*** Opening of Reading passage ***

Sustainability and phasing out

41. WFP-assisted interventions are expected to be "sustainable" and not "open-ended". This is usually interpreted to mean that the project objectives will continue to be met after food aid ends and that the external assistance, after some time, is replaced with national or local resources.

42. Almost without exception, WFP assistance to health and nutrition programmes has been planned in an open-ended way, usually for five years the first time, with the possibility, almost always used by the recipient country, for additional multi-year expansions. In this way many projects have continued for long periods.

43. This is justifiable, indeed almost inevitable. While each beneficiary may need WFP help only for a few months, there will be other children and expectant mothers needing help in the following years, especially in the poorest communities. Interventions to tackle early malnutrition are not a "once and for all" undertaking comparable to a resettlement scheme or a construction project. Adequate nutrition for these target groups brings important and enduring benefits for individuals and society as a whole. However, such programmes may involve high day-to-day running costs, which are usually defined as recurrent costs even though investment would be a more apt description. A rigid insistence on early government assumption of these "recurrent costs" would sometimes mean that a valuable investment would have to be prematurely terminated.

44. Regular reassessment of the magnitude of critical food needs (the key indicators were discussed above) must be the basis for determining when supplementary feeding programmes can be either discontinued or so reduced in scope that external assistance is no longer necessary. Moreover, there should be a clear indication of continued government commitment to tackling early malnutrition (demonstrated through its policy, administrative and financial support). This should be the subject of regular reviews and assessments of the country's capacity to gradually assume a higher share of financial and other support for the feeding programme. The key consideration is not how many years the programme has been in operation, but whether it continues to be a good investment, managed as cost-effectively as possible.

  • WFP’s support to supplementary feeding programmes must depend on the dimensions of need, the recipient country’s own capacities, the government’s commitment to nutrition and food security and, of course, the actual performance of any ongoing WFP-assisted programmes.

*** Close of Reading passage ***
*** Opening of Data to examine ***

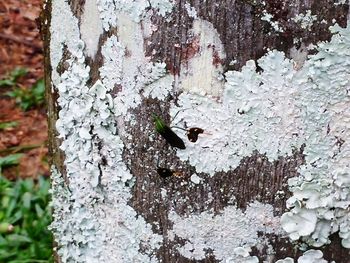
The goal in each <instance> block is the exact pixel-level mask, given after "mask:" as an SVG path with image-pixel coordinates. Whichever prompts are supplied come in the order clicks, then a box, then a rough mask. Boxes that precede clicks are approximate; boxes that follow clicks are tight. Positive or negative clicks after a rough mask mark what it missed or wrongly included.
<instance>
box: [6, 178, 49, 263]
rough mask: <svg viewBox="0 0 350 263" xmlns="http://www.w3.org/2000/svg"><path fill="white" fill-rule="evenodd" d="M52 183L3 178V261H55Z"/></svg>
mask: <svg viewBox="0 0 350 263" xmlns="http://www.w3.org/2000/svg"><path fill="white" fill-rule="evenodd" d="M49 188H50V183H49V181H48V180H47V179H44V178H43V177H40V178H39V180H38V181H37V182H36V183H35V182H34V180H33V179H25V180H22V179H20V180H17V181H15V182H11V181H9V180H7V179H5V178H4V177H3V176H1V175H0V262H7V263H20V262H21V263H24V262H31V263H34V262H53V258H52V235H51V233H50V231H49V230H48V229H47V227H48V225H49V224H50V222H51V208H50V206H49V205H48V204H49Z"/></svg>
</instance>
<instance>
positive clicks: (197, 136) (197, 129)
mask: <svg viewBox="0 0 350 263" xmlns="http://www.w3.org/2000/svg"><path fill="white" fill-rule="evenodd" d="M203 132H204V130H203V129H201V128H197V127H194V128H190V129H188V131H187V138H188V140H189V141H190V142H196V141H197V140H198V134H200V133H203Z"/></svg>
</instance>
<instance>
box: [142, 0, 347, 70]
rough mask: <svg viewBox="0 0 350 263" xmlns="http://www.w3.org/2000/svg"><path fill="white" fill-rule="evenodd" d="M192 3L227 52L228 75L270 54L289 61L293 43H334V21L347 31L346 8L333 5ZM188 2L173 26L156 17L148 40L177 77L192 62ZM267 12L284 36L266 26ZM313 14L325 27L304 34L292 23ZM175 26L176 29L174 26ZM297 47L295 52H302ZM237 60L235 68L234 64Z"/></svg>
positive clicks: (155, 56)
mask: <svg viewBox="0 0 350 263" xmlns="http://www.w3.org/2000/svg"><path fill="white" fill-rule="evenodd" d="M261 2H262V1H235V0H226V1H220V3H219V2H218V1H215V0H208V1H205V3H203V1H198V0H197V1H188V3H191V6H193V7H194V8H195V10H196V11H197V14H198V16H199V17H200V18H203V19H205V20H207V21H209V22H211V23H212V24H213V25H214V27H215V29H216V30H217V32H218V33H219V35H220V39H221V41H222V43H223V44H224V46H225V52H226V60H225V61H224V65H225V67H226V68H227V69H229V68H230V69H232V68H233V69H240V68H241V67H242V66H243V65H244V64H245V63H246V61H247V60H250V59H254V60H257V59H259V58H260V57H262V56H263V55H264V54H265V53H266V52H267V50H268V49H277V50H280V51H284V52H285V53H286V54H287V55H289V52H290V49H291V48H292V47H293V46H295V44H293V39H294V38H297V39H302V41H301V42H302V43H303V44H305V46H307V45H309V44H311V43H313V44H316V43H317V42H318V41H325V40H329V39H330V36H331V35H330V32H329V30H328V27H329V26H330V25H332V24H333V22H332V20H333V19H335V20H336V22H337V23H339V24H340V25H341V26H342V27H344V26H345V25H346V21H347V14H348V6H345V5H343V6H338V7H335V6H334V4H333V3H332V2H331V1H327V0H320V1H317V0H314V1H308V0H307V1H274V0H271V1H264V2H265V3H266V6H263V5H262V4H261ZM185 4H186V2H185V1H177V4H176V12H174V13H173V20H172V21H171V22H166V18H162V17H154V20H153V22H154V23H155V24H157V25H159V30H157V31H156V32H155V33H154V34H153V35H152V37H151V39H150V45H149V46H148V50H149V51H148V54H152V52H154V51H155V55H152V57H153V59H154V60H155V61H157V60H160V61H163V60H165V61H167V64H168V67H169V69H172V70H173V71H174V72H176V73H177V72H179V70H180V67H181V62H182V61H183V60H186V58H188V55H189V54H188V53H189V52H190V50H189V49H188V47H189V46H190V45H191V41H192V40H191V36H190V33H189V30H190V29H191V28H190V27H191V25H192V23H191V22H192V21H193V18H191V17H189V16H188V14H187V12H186V8H185ZM263 10H266V12H267V13H269V14H272V15H273V18H272V20H273V21H277V22H278V23H279V24H280V25H281V27H282V28H283V32H276V31H274V30H273V28H272V27H271V25H269V23H268V22H266V21H262V20H261V17H262V16H263ZM307 10H311V12H312V14H314V15H317V17H318V18H319V19H320V20H322V19H324V20H325V22H324V23H317V24H315V25H313V26H312V28H311V31H309V30H308V29H301V28H300V27H298V26H297V24H296V23H295V22H292V21H290V19H291V18H293V17H295V16H296V15H297V14H300V13H304V14H305V12H306V11H307ZM173 21H176V22H175V23H176V25H177V26H175V27H174V26H173V24H174V22H173ZM300 44H301V43H299V44H298V45H297V48H299V47H300ZM233 60H237V63H236V64H235V65H234V66H231V67H230V65H229V64H230V62H231V61H233Z"/></svg>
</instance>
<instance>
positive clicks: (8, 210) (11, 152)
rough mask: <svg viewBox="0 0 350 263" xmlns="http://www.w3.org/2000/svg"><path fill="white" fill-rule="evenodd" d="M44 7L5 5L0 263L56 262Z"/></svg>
mask: <svg viewBox="0 0 350 263" xmlns="http://www.w3.org/2000/svg"><path fill="white" fill-rule="evenodd" d="M41 5H42V1H41V0H7V1H1V2H0V202H1V203H0V263H2V262H5V263H7V262H11V263H12V262H13V263H14V262H16V263H19V262H33V263H35V262H52V236H51V233H50V232H49V230H48V225H49V224H50V222H51V208H50V206H49V188H50V182H49V167H48V162H47V121H46V108H45V101H44V93H45V88H44V81H43V75H44V65H43V48H42V46H43V45H42V42H41V38H40V32H39V29H38V25H39V21H38V17H39V14H40V9H41Z"/></svg>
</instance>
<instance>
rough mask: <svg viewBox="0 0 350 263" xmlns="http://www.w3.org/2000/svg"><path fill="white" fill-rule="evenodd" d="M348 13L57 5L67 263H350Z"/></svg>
mask: <svg viewBox="0 0 350 263" xmlns="http://www.w3.org/2000/svg"><path fill="white" fill-rule="evenodd" d="M345 2H346V1H338V3H334V2H332V1H328V0H319V1H316V0H313V1H312V0H298V1H287V0H284V1H266V0H265V1H259V0H258V1H255V0H252V1H250V0H246V1H244V0H241V1H234V0H226V1H224V0H223V1H212V0H206V1H205V0H203V1H198V0H192V1H180V0H176V1H170V0H162V1H160V0H149V1H144V0H135V1H120V0H114V1H111V0H69V1H66V0H53V1H51V2H50V1H49V2H47V3H46V4H45V7H44V11H43V18H42V28H43V32H44V37H45V43H46V47H45V53H46V61H45V65H46V83H47V99H48V112H49V129H50V131H49V132H50V156H51V159H52V199H53V201H52V203H53V207H54V209H55V212H54V222H53V223H52V226H51V228H52V230H53V232H54V235H55V239H56V242H57V252H58V253H57V254H58V257H57V261H58V262H59V261H60V262H276V261H278V260H281V261H279V262H280V263H282V262H283V263H287V262H294V261H293V260H295V262H296V261H297V260H299V261H298V262H316V261H320V262H326V261H329V262H331V261H332V260H334V261H336V262H337V263H339V262H350V259H349V258H350V255H349V248H350V213H349V209H350V194H349V193H350V191H349V190H350V179H349V178H350V172H349V171H350V167H349V164H350V159H349V156H350V144H349V142H348V140H349V139H350V97H349V91H350V83H349V81H350V67H349V61H350V28H348V27H347V19H348V14H349V5H348V4H347V3H345ZM306 250H307V251H306ZM288 257H289V259H288ZM322 259H323V260H324V261H322ZM303 260H304V261H303Z"/></svg>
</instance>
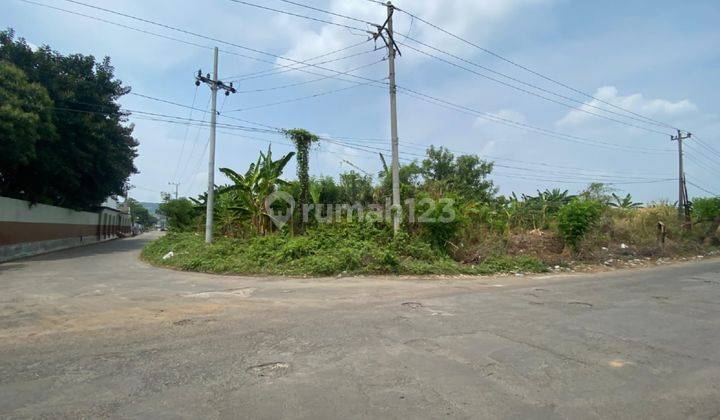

*** Close of Data to examine ***

* _Assigned task_
Copy out the whole text on sustainability and phasing out of assistance, word for word.

* _Response_
Sustainability and phasing out

41. WFP-assisted interventions are expected to be "sustainable" and not "open-ended". This is usually interpreted to mean that the project objectives will continue to be met after food aid ends and that the external assistance, after some time, is replaced with national or local resources.

42. Almost without exception, WFP assistance to health and nutrition programmes has been planned in an open-ended way, usually for five years the first time, with the possibility, almost always used by the recipient country, for additional multi-year expansions. In this way many projects have continued for long periods.

43. This is justifiable, indeed almost inevitable. While each beneficiary may need WFP help only for a few months, there will be other children and expectant mothers needing help in the following years, especially in the poorest communities. Interventions to tackle early malnutrition are not a "once and for all" undertaking comparable to a resettlement scheme or a construction project. Adequate nutrition for these target groups brings important and enduring benefits for individuals and society as a whole. However, such programmes may involve high day-to-day running costs, which are usually defined as recurrent costs even though investment would be a more apt description. A rigid insistence on early government assumption of these "recurrent costs" would sometimes mean that a valuable investment would have to be prematurely terminated.

44. Regular reassessment of the magnitude of critical food needs (the key indicators were discussed above) must be the basis for determining when supplementary feeding programmes can be either discontinued or so reduced in scope that external assistance is no longer necessary. Moreover, there should be a clear indication of continued government commitment to tackling early malnutrition (demonstrated through its policy, administrative and financial support). This should be the subject of regular reviews and assessments of the country's capacity to gradually assume a higher share of financial and other support for the feeding programme. The key consideration is not how many years the programme has been in operation, but whether it continues to be a good investment, managed as cost-effectively as possible.

  • WFP’s support to supplementary feeding programmes must depend on the dimensions of need, the recipient country’s own capacities, the government’s commitment to nutrition and food security and, of course, the actual performance of any ongoing WFP-assisted programmes.